━━ Textauszug

Maddalena Vaglio Tanet legt mit ‘In den Wald‘ ihren Debütroman vor, der die Leser ins dörfliche Piemont von Biella der neunzehnhundertsiebziger Jahre entführt. Noch sind die Schrecken des Krieges nicht in den Köpfen der betroffenen Generationen zur Gänze verarbeitet. Einfach machen, ohne groß nachzudenken, um das tägliche Überleben in gefährlichen Zeiten zu sichern, ist tief verankert im Bewusstsein der Bevölkerung. Aggressionen und patriarchale Gewalt in den Familien hinterlassen tiefgreifende, psychische Spuren nicht nur bei sensiblen Charakteren.

━━━━

> Aufgabenstellung:
**A.** Beantworte anhand des Textauszugs zum Roman „In den Wald“:
(i) In welcher Gegend spielt der Roman?
(ii) In welchem Jahrzehnt ist die Handlung angesiedelt?
(iii) Was hinterlassen Aggressionen und patriarchale Gewalt in den Familien?
**B.** Schreibe den Textauszug über den Roman „In den Wald“ im Anschluss an seinen letzten Satz weiter.

━━ Aufgelistete Zeilen

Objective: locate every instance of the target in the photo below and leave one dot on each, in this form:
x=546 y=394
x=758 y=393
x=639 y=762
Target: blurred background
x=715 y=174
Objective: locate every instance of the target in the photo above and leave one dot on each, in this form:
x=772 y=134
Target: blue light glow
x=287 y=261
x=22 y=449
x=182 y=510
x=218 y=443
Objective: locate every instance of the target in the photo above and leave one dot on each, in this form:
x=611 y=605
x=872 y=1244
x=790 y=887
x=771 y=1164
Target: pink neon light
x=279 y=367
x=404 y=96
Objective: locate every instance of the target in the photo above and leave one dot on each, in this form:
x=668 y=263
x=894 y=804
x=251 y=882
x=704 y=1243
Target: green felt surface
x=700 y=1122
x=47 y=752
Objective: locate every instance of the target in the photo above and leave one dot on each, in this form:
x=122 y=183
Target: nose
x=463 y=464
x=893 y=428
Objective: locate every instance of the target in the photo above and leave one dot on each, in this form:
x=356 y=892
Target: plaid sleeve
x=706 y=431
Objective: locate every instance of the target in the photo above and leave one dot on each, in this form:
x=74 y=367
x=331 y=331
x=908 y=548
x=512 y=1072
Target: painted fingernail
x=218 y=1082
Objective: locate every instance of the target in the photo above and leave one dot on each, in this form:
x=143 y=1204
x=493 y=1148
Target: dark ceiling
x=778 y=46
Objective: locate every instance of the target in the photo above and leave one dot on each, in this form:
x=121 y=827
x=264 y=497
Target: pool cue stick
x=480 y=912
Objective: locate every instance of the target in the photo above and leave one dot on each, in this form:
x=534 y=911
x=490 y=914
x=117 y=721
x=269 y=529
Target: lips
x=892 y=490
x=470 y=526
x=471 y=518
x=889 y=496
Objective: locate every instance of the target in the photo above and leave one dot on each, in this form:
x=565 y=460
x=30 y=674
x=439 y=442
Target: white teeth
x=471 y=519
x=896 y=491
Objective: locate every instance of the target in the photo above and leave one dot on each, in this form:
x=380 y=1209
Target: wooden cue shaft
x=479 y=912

━━━━

> Lösungen:
**A.**
(i) Im dörflichen Piemont von Biella.
(ii) In den neunzehnhundertsiebziger Jahren.
(iii) Tiefgreifende, psychische Spuren, nicht nur bei sensiblen Charakteren.

**B.**
Beruhend auf einer wahren Begebenheit gelingt es der Autorin den Konflikt zwischen der Unsicherheit heranwachsender Jugendlicher, die erste Erfahrungen mit den komplizierten Herausforderungen des Erwachsenseins erleben, rebellisch darauf reagieren und der brutalen, nichtssagenden Antwort von Erziehungsberechtigten, darzustellen. Die Kunst immer tiefer in die Gedankenwelt der Protagonisten einzudringen, sie verständlich und nachfühlbar zu beschreiben, ist äußerst beeindruckend, steigert den Lesegenuss.
Silvia, eine Lehrerin, erlebt nicht nur während ihrer Ausbildung in einem lieblos geführten Nonnenkloster persönlichen Pein, sie fühlt sich auch später in ihrem Beruf stets verantwortlich für ihre Handlungen. Durch ein unvorhersehbares Ereignis verfällt sie eines Tages in eine Art Schockstarre, zieht sich vollkommen zurück aus ihrem Leben, versucht sich schließlich gedanklich zu sortieren. Welche Rolle dabei ein kleiner Junge spielt, erzählt die Geschichte eindrucksvoll.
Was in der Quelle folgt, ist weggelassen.